**Selected extract:**
>>>>

Nonetheless, what may be relevant today is that, during the Cold War, bilateral agreements were made, albeit reluctantly. The most important was the 1975 fisheries agreement, which became a key instrument for fisheries management in the north.

Less pragmatism on submarine hunting

Two submarine incidents tested the mechanisms of stability in Norwegian waters. In Sognefjorden in 1972, reports of a possible submarine deep inside the territorial line led Norway, with NATO and especially British support, to launch extensive search operations. Although the presence of a submarine could not be proven beyond all reasonable doubt, the episode highlighted stricter rules of engagement and investments in maritime capabilities.

This approach was reinforced in a later incident in 1983, signalling Norwegian willingness to defend its territorial integrity.

A further implication was that Norwegian authorities increased the presence of their own submarines in the Barents Sea to uphold surveillance and intelligence commitments, maintain the alliance's interest in the area, and fulfil their part in alliance burden-sharing.

Balancing carrots and sticks

Firm alliance anchoring, self-imposed restraint, visible sovereignty enforcement, multilateral rules at sea, and controlled military signalling, were employed to keep tensions low while maintaining credible deterrence. The question is whether this balance remains relevant in today’s environment, shaped by, among other things, hybrid threats, new actors, climate-related changes, and a changed NATO geography.

<<<<

**Records provided:**
>>>>

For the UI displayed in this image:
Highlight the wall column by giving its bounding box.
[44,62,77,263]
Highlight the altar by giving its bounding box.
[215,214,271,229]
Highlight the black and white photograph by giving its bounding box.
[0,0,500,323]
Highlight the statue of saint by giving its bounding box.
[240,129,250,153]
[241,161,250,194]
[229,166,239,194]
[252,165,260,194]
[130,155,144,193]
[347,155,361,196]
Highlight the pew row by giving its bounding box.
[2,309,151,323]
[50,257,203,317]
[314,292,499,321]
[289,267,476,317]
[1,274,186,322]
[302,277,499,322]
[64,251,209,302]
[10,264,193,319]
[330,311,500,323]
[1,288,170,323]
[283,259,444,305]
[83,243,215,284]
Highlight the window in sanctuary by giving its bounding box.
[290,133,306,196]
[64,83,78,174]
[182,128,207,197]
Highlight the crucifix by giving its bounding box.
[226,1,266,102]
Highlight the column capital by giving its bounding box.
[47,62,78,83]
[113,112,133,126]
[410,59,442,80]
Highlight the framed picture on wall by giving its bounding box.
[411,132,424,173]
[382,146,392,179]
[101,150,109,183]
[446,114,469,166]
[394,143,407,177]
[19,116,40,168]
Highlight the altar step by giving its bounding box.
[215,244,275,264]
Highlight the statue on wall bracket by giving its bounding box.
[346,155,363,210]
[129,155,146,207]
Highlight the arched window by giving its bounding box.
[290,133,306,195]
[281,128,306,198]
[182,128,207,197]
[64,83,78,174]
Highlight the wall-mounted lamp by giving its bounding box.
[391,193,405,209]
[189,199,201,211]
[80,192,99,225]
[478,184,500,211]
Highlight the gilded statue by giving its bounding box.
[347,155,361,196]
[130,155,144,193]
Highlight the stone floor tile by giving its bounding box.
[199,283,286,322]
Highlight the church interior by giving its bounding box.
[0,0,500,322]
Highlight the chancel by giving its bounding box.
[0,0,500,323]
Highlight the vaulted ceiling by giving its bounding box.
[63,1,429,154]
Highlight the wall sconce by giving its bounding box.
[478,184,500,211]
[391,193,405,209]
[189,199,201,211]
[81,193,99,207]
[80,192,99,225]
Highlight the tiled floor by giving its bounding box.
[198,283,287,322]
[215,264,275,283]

<<<<

**Given problem 1:**
Please copy these rows word for word, beginning at the row that contains "Highlight the window" and stopping after the row that contains "[19,116,40,168]".
**Given problem 2:**
Resume the passage on Norwegian security policy in the north, starting after its final sentence.

**Task response 1:**
Highlight the window in sanctuary by giving its bounding box.
[290,133,306,196]
[64,83,78,174]
[182,128,207,197]
Highlight the crucifix by giving its bounding box.
[226,1,266,102]
Highlight the column capital by giving its bounding box.
[47,62,78,83]
[113,112,133,126]
[410,59,442,80]
Highlight the framed picture on wall by giving its bounding box.
[411,132,424,173]
[382,146,392,179]
[101,150,109,183]
[446,114,469,166]
[394,143,407,177]
[19,116,40,168]

**Task response 2:**
First, and perhaps most importantly, the new long-term defence plan, which includes maritime capabilities as a significant component, is financed through broad political support and NOK 600 billion in investments over a 12-year period. Massive investments in defence do not contradict the long-term policy of keeping low tension. During the Cold War, low-tension policy often demanded greater activity and investments, particularly as Norway expanded and managed larger maritime areas. In today’s situation, with a Russian neighbour that is more unstable and under pressure, and with climate change opening new opportunities and increasing activity in the north, it remains essential to demonstrate the capacity to govern resources, uphold sovereignty, and show presence.

From the proposal of the Norwegian Governmen to parliament a historic increase in defence spending with 600 billion kroner over the next 12 years, from this year to 2036 (approx. 60 billion USD). Photo: Torbjørn Kjosvold / Ministry of Defence.

Second, what is new today is not only the level of tension with Russia but also the broader geopolitical context. The United States’ repositioning in relation to Europe and the overall shift in global power politics increase the demands placed on each member state to maintain alliance credibility. Norway cannot assume unconditional protection from the United States and must contribute more to keep the alliance intact and ensure that allies remain engaged in Norwegian strategic regions. A consistent approach has been to remain relevant through intelligence sharing, maritime collaboration, infrastructure development, and the provision of specialised training opportunities.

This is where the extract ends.